⟨

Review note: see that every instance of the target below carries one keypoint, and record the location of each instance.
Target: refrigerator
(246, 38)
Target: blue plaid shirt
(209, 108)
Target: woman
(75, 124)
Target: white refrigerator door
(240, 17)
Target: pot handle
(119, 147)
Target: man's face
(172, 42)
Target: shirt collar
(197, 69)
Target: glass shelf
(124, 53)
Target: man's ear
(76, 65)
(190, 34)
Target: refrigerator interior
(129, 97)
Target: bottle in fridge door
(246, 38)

⟩
⟨

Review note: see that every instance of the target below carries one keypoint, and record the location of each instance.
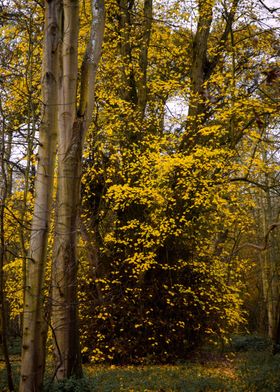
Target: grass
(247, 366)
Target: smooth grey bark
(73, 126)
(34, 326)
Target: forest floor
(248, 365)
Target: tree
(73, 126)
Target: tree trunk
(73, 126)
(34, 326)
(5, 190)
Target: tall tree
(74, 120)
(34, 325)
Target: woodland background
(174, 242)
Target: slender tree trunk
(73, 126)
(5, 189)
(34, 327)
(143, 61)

⟩

# Direction:
Collect every line above that contains the word "tree" and copy each one in full.

# Written reply:
Target: tree
Target: tree trunk
Target: tall tree
Target: slender tree trunk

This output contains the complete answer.